** begin RECORDS PROVIDED **
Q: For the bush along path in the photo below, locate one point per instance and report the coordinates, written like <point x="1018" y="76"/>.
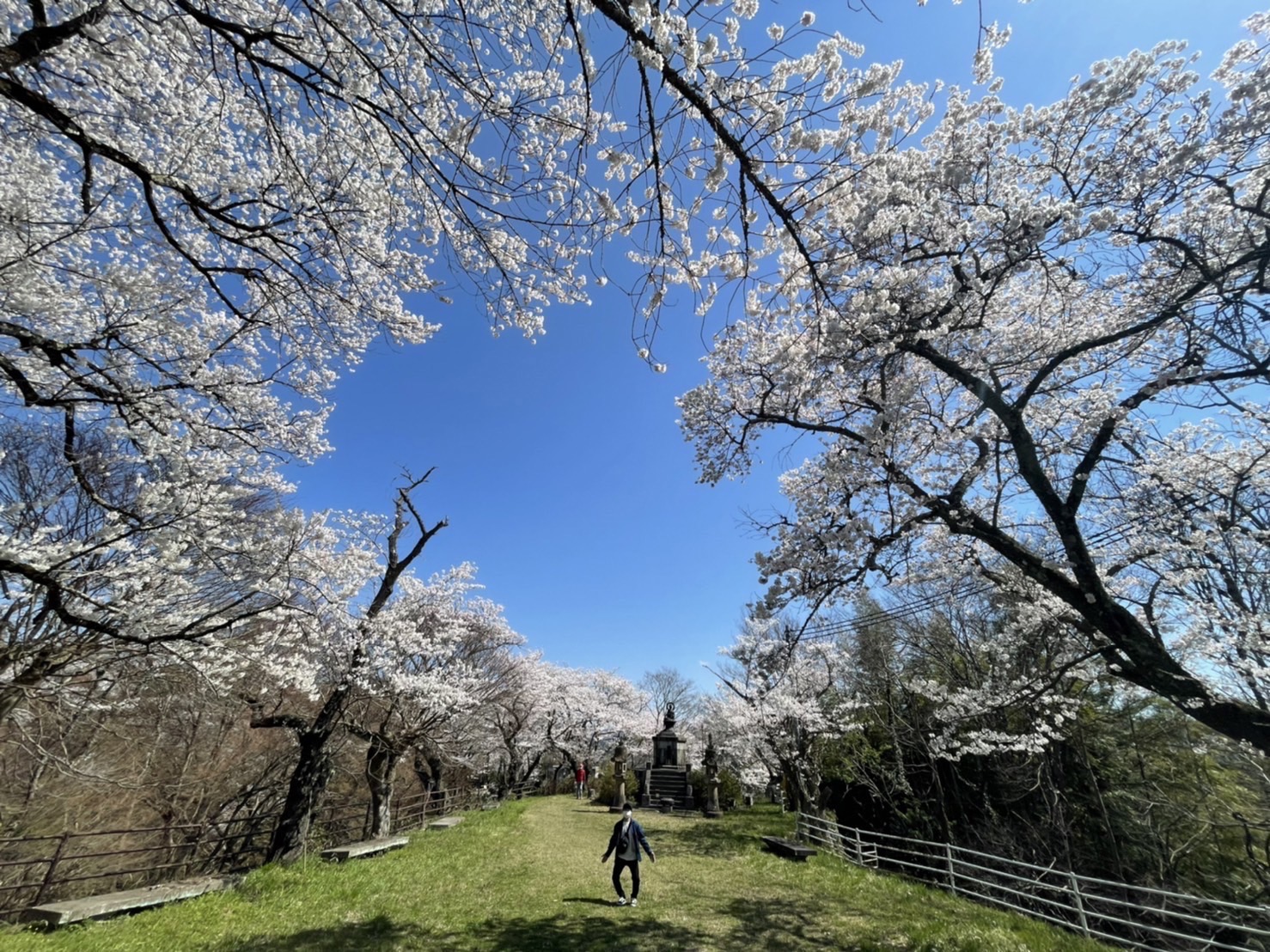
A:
<point x="528" y="876"/>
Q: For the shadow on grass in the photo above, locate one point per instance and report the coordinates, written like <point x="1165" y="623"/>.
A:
<point x="379" y="933"/>
<point x="627" y="933"/>
<point x="719" y="840"/>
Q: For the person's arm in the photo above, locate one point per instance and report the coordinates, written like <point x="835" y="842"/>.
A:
<point x="643" y="840"/>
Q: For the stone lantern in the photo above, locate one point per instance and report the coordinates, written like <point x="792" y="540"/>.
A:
<point x="619" y="778"/>
<point x="711" y="765"/>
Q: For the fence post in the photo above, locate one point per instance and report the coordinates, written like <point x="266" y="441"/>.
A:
<point x="52" y="867"/>
<point x="1080" y="904"/>
<point x="948" y="854"/>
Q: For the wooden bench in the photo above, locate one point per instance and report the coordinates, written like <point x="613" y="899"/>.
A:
<point x="788" y="848"/>
<point x="367" y="847"/>
<point x="72" y="910"/>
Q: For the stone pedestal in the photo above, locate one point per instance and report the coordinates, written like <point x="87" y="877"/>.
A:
<point x="711" y="765"/>
<point x="619" y="778"/>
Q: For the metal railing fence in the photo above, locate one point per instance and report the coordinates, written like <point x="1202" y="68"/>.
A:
<point x="1136" y="917"/>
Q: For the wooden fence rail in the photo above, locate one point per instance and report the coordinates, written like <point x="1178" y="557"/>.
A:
<point x="71" y="864"/>
<point x="1134" y="917"/>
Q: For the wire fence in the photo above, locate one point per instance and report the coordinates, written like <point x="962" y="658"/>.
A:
<point x="1134" y="917"/>
<point x="72" y="864"/>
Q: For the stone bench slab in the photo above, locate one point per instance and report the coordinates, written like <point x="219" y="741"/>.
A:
<point x="788" y="848"/>
<point x="74" y="910"/>
<point x="367" y="847"/>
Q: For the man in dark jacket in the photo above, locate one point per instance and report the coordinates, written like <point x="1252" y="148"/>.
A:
<point x="626" y="839"/>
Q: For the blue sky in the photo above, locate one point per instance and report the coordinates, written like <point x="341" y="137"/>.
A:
<point x="559" y="462"/>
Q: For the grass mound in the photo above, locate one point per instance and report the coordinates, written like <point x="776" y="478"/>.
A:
<point x="528" y="877"/>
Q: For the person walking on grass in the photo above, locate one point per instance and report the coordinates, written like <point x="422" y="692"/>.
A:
<point x="626" y="839"/>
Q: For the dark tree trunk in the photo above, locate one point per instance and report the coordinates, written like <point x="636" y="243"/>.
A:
<point x="303" y="795"/>
<point x="428" y="767"/>
<point x="382" y="760"/>
<point x="308" y="781"/>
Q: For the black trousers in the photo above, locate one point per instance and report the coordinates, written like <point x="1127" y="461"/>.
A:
<point x="618" y="876"/>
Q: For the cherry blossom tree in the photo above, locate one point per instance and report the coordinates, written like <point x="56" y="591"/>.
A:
<point x="1029" y="348"/>
<point x="211" y="209"/>
<point x="437" y="650"/>
<point x="783" y="696"/>
<point x="334" y="646"/>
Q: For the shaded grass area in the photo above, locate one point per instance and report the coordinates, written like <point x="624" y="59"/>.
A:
<point x="528" y="876"/>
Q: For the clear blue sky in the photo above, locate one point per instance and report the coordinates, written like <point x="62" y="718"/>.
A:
<point x="559" y="463"/>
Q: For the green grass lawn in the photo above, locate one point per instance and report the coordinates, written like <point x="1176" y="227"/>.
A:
<point x="528" y="876"/>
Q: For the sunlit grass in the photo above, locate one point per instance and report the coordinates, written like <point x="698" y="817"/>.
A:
<point x="528" y="877"/>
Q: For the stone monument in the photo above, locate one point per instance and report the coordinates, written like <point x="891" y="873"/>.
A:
<point x="619" y="778"/>
<point x="711" y="765"/>
<point x="664" y="779"/>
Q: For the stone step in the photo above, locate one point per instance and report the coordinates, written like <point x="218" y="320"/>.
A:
<point x="74" y="910"/>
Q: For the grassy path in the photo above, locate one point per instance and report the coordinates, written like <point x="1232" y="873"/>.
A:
<point x="528" y="877"/>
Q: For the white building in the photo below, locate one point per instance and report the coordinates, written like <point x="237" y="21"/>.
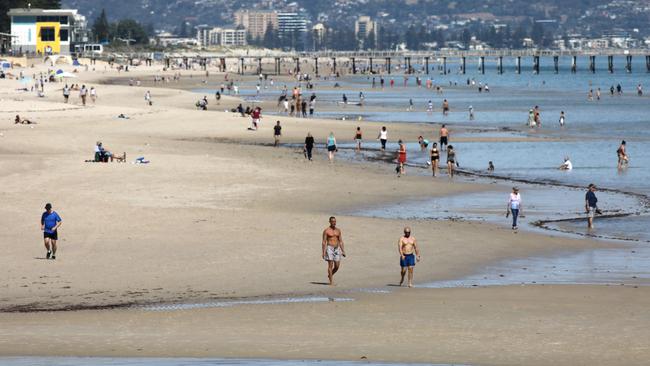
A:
<point x="228" y="36"/>
<point x="47" y="31"/>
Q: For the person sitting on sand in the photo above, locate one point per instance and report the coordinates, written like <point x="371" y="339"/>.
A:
<point x="567" y="165"/>
<point x="23" y="121"/>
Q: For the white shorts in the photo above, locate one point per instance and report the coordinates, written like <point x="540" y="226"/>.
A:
<point x="333" y="254"/>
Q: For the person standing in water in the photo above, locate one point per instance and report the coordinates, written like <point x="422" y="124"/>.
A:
<point x="622" y="155"/>
<point x="451" y="160"/>
<point x="591" y="205"/>
<point x="401" y="158"/>
<point x="383" y="137"/>
<point x="50" y="223"/>
<point x="309" y="145"/>
<point x="435" y="158"/>
<point x="514" y="206"/>
<point x="277" y="132"/>
<point x="357" y="139"/>
<point x="331" y="146"/>
<point x="333" y="249"/>
<point x="407" y="246"/>
<point x="444" y="137"/>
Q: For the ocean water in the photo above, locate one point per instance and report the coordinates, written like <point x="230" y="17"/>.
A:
<point x="142" y="361"/>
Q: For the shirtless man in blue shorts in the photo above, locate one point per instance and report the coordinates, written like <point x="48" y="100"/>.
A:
<point x="408" y="255"/>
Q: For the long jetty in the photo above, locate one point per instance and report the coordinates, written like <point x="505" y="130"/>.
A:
<point x="375" y="62"/>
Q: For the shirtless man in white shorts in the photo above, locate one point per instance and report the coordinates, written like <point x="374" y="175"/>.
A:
<point x="333" y="249"/>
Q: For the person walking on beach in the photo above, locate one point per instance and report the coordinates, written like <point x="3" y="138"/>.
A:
<point x="66" y="93"/>
<point x="357" y="139"/>
<point x="82" y="94"/>
<point x="256" y="115"/>
<point x="333" y="249"/>
<point x="50" y="223"/>
<point x="451" y="160"/>
<point x="309" y="145"/>
<point x="93" y="94"/>
<point x="514" y="206"/>
<point x="401" y="158"/>
<point x="408" y="255"/>
<point x="435" y="158"/>
<point x="622" y="155"/>
<point x="444" y="137"/>
<point x="591" y="205"/>
<point x="331" y="146"/>
<point x="383" y="137"/>
<point x="277" y="132"/>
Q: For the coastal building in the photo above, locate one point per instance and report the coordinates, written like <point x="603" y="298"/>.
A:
<point x="290" y="23"/>
<point x="318" y="31"/>
<point x="203" y="35"/>
<point x="228" y="36"/>
<point x="256" y="22"/>
<point x="364" y="26"/>
<point x="47" y="31"/>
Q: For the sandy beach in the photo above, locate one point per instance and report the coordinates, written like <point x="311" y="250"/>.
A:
<point x="219" y="213"/>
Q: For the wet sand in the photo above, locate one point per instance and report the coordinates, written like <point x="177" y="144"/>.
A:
<point x="212" y="218"/>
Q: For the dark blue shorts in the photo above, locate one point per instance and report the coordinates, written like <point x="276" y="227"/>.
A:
<point x="408" y="261"/>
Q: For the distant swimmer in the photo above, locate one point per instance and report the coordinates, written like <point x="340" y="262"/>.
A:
<point x="567" y="165"/>
<point x="444" y="137"/>
<point x="451" y="161"/>
<point x="358" y="136"/>
<point x="591" y="205"/>
<point x="623" y="158"/>
<point x="333" y="249"/>
<point x="424" y="143"/>
<point x="331" y="146"/>
<point x="435" y="158"/>
<point x="401" y="158"/>
<point x="383" y="137"/>
<point x="408" y="255"/>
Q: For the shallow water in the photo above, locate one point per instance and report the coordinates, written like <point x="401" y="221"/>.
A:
** end RECORDS PROVIDED **
Skip the pictures and transcribe the rest of the records exactly.

• **THE OUTPUT**
Q: For the bush along path in the photo below, locate one point per instance and report the coordinates, written like <point x="1018" y="76"/>.
A:
<point x="528" y="876"/>
Q: For the shadow on grass in the photo above, locate one point per instance and report the coordinates, written like <point x="1165" y="623"/>.
A:
<point x="379" y="933"/>
<point x="627" y="933"/>
<point x="719" y="840"/>
Q: For the person's arm in the photo above, locate one point per instance and report the coordinates, written like <point x="835" y="842"/>.
A:
<point x="643" y="840"/>
Q: For the stone lantern in the photo above, locate one point per instance and report the coordinates, written like <point x="792" y="540"/>.
A:
<point x="619" y="778"/>
<point x="711" y="765"/>
Q: For the fence post in the photo above, locate one point per instance and report the coordinates, written like <point x="266" y="441"/>.
A:
<point x="52" y="867"/>
<point x="1080" y="904"/>
<point x="948" y="854"/>
Q: For the wooden bench in the photo above, locate one point per instance and report the coordinates, written like <point x="613" y="899"/>.
A:
<point x="788" y="848"/>
<point x="367" y="847"/>
<point x="72" y="910"/>
Q: For the stone pedestal in the photo above, locate one point per instance and report the coordinates, written like <point x="87" y="877"/>.
A:
<point x="711" y="765"/>
<point x="619" y="778"/>
Q: For the metal railing fence in the photo above, locate one point per instance and report the coordinates, written like <point x="1202" y="68"/>.
A:
<point x="1136" y="917"/>
Q: For the wooden fence rail in the photo above, locate one point per instance and report the coordinates, written like <point x="1178" y="557"/>.
A:
<point x="71" y="864"/>
<point x="1134" y="917"/>
Q: For the wire fence in the photo above, locate one point per instance and report the coordinates, written like <point x="962" y="658"/>.
A:
<point x="1134" y="917"/>
<point x="72" y="864"/>
Q: For the stone bench slab in the photo above, locate one point per instance and report the coordinates, written like <point x="219" y="741"/>.
A:
<point x="788" y="848"/>
<point x="74" y="910"/>
<point x="367" y="847"/>
Q: For the man in dark jacket in the photo above, locate one point per instance and report the coordinates, written like <point x="1252" y="148"/>.
A:
<point x="626" y="839"/>
Q: For the blue sky in the photo above, locate one point per instance and report the coordinates, written like <point x="341" y="137"/>.
A:
<point x="559" y="462"/>
Q: For the grass mound in the photo above, locate one point per instance and report the coordinates, written like <point x="776" y="478"/>.
A:
<point x="528" y="877"/>
Q: For the person walking on grass in the photo above, locate one point per instance and report the coordinates, written like <point x="422" y="692"/>.
A:
<point x="626" y="839"/>
Q: For the dark tree trunk in the photo above, locate one point per instance and report the coordinates, written like <point x="636" y="243"/>.
A:
<point x="303" y="795"/>
<point x="428" y="767"/>
<point x="382" y="760"/>
<point x="308" y="781"/>
Q: For the black trousers in the photo above, locate one point per instance and report the coordinates, written like <point x="1127" y="461"/>.
A:
<point x="618" y="876"/>
Q: For the cherry blossom tree in the photo above, locate one point per instance and report the coordinates, written like <point x="56" y="591"/>.
A:
<point x="1029" y="348"/>
<point x="211" y="209"/>
<point x="437" y="650"/>
<point x="783" y="696"/>
<point x="334" y="646"/>
Q: For the shaded grass area in the photo above, locate one point per instance and report the coordinates, written like <point x="624" y="59"/>.
A:
<point x="528" y="876"/>
Q: For the clear blue sky in the photo above, locate one point per instance and report the coordinates, written like <point x="62" y="718"/>.
A:
<point x="559" y="463"/>
Q: For the green grass lawn in the photo above, locate one point per instance and report the coordinates, written like <point x="1176" y="227"/>.
A:
<point x="528" y="876"/>
Q: For the sunlit grass in the photo above, locate one point per instance and report the coordinates, written like <point x="698" y="817"/>.
A:
<point x="528" y="877"/>
Q: For the stone monument in the photo above, locate one point per instance and report the coordinates, written like <point x="891" y="873"/>.
A:
<point x="619" y="778"/>
<point x="711" y="765"/>
<point x="664" y="779"/>
Q: For the stone step in the photo above, locate one point per instance and report the coordinates, written like <point x="218" y="320"/>.
A:
<point x="74" y="910"/>
Q: For the grassy path in the photo above, locate one point per instance and report the coordinates, written like <point x="1232" y="873"/>.
A:
<point x="528" y="877"/>
Q: For the white building in the photo below, locate one point per instance and report the coordinates, written like <point x="237" y="21"/>.
A:
<point x="228" y="36"/>
<point x="47" y="31"/>
Q: For the person sitting on sand in the photo above, locate one point per instance and report the coordinates, written like <point x="371" y="339"/>.
A:
<point x="567" y="165"/>
<point x="23" y="121"/>
Q: For the white shorts in the photo above, locate one point per instance and report the coordinates, written like <point x="540" y="226"/>.
A:
<point x="333" y="254"/>
Q: For the person standing in water in the photo above, locate one point per instance and report the coordinates, written like <point x="422" y="124"/>.
A:
<point x="622" y="155"/>
<point x="451" y="160"/>
<point x="591" y="205"/>
<point x="401" y="158"/>
<point x="383" y="137"/>
<point x="50" y="223"/>
<point x="309" y="145"/>
<point x="435" y="158"/>
<point x="514" y="206"/>
<point x="277" y="132"/>
<point x="357" y="139"/>
<point x="331" y="146"/>
<point x="333" y="249"/>
<point x="407" y="246"/>
<point x="444" y="137"/>
Q: For the ocean water in the photo above, locate one point per instance and report the coordinates, written like <point x="230" y="17"/>.
A:
<point x="142" y="361"/>
Q: For the shirtless man in blue shorts in the photo above, locate one point per instance and report the coordinates, written like <point x="48" y="100"/>.
A:
<point x="408" y="255"/>
Q: For the long jetty in the photo above, locate one point per instance and report the coordinates, written like <point x="505" y="130"/>.
A:
<point x="375" y="62"/>
Q: For the shirtless man in white shorts in the photo above, locate one point per instance and report the coordinates, written like <point x="374" y="175"/>.
A:
<point x="333" y="249"/>
Q: For the person walking on beach in the photo above, locate one point per instance and report the coordinates, written like <point x="3" y="138"/>.
A:
<point x="66" y="93"/>
<point x="357" y="139"/>
<point x="82" y="94"/>
<point x="256" y="115"/>
<point x="333" y="249"/>
<point x="50" y="223"/>
<point x="451" y="160"/>
<point x="309" y="145"/>
<point x="93" y="94"/>
<point x="514" y="206"/>
<point x="401" y="158"/>
<point x="408" y="255"/>
<point x="435" y="158"/>
<point x="622" y="155"/>
<point x="444" y="137"/>
<point x="591" y="205"/>
<point x="331" y="146"/>
<point x="383" y="137"/>
<point x="277" y="132"/>
Q: For the coastal building in the photo above, locate one point per instance and report the coordinates, written like <point x="603" y="298"/>.
A:
<point x="290" y="23"/>
<point x="318" y="31"/>
<point x="203" y="35"/>
<point x="228" y="36"/>
<point x="256" y="22"/>
<point x="364" y="26"/>
<point x="47" y="31"/>
Q: For the sandy beach in the photo above, locate one point per instance and report the coordinates, written like <point x="311" y="250"/>.
A:
<point x="219" y="213"/>
Q: For the wet sand in the photo above, locate one point per instance and report the coordinates, written like <point x="177" y="144"/>.
A:
<point x="212" y="218"/>
Q: For the dark blue shorts in the photo above, locate one point per instance and report the coordinates, written like <point x="276" y="227"/>.
A:
<point x="408" y="261"/>
Q: For the distant swimmer in the photo above, locate one point per instance and report the coordinates, written like <point x="340" y="262"/>.
A:
<point x="567" y="165"/>
<point x="444" y="137"/>
<point x="451" y="161"/>
<point x="358" y="136"/>
<point x="591" y="205"/>
<point x="623" y="158"/>
<point x="333" y="249"/>
<point x="424" y="143"/>
<point x="331" y="146"/>
<point x="435" y="158"/>
<point x="401" y="158"/>
<point x="383" y="137"/>
<point x="408" y="255"/>
Q: For the shallow water in the photo above, locate one point per instance and report the coordinates, written like <point x="401" y="221"/>.
A:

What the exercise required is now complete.